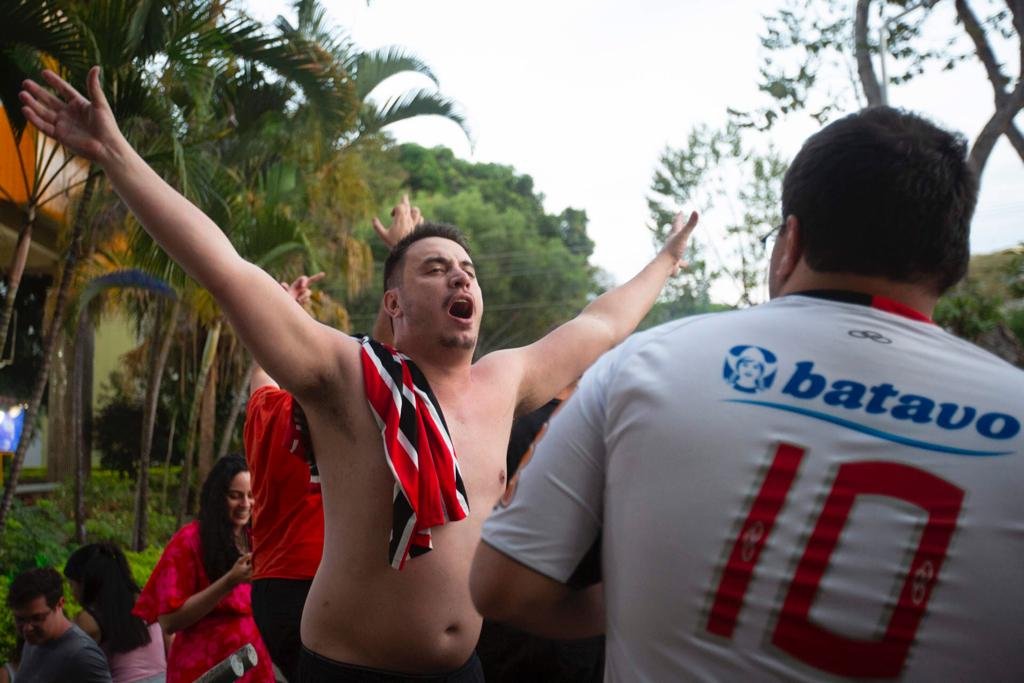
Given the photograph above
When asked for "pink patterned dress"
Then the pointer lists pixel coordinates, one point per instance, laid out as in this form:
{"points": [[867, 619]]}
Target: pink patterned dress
{"points": [[179, 574]]}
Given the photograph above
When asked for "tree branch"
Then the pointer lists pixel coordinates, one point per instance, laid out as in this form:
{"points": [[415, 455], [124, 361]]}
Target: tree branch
{"points": [[981, 47], [997, 125], [862, 48], [1017, 139]]}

[Required task] Reproduce the data above in full, exactly as it is, with the pictures left out.

[Expected answer]
Given the photograph above
When asked for "pink patterned dress"
Then the pointer lists pixel coordinates, one point per instance, laid out as in this form:
{"points": [[867, 619]]}
Target: pink patterned dress
{"points": [[179, 574]]}
Given the photograph above
When asked for "tree branch"
Then the pointer lists pixel coordinates, one point per instance, laid out as in this form:
{"points": [[415, 455], [124, 361]]}
Target: tree branch
{"points": [[981, 47], [997, 125], [862, 48], [1017, 139]]}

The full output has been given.